» **PROVIDED RECORDS**
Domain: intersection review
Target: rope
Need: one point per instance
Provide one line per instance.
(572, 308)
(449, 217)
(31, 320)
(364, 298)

» **GIVEN REQUEST**
Rewrite all of the entries above as a numbered list, omitting any blank lines.

» **PROBLEM SOLUTION**
1. Domain: intersection review
2. Target: rope
3. Need: one point per instance
4. Provide one line per instance.
5. (572, 308)
6. (449, 217)
7. (31, 320)
8. (364, 298)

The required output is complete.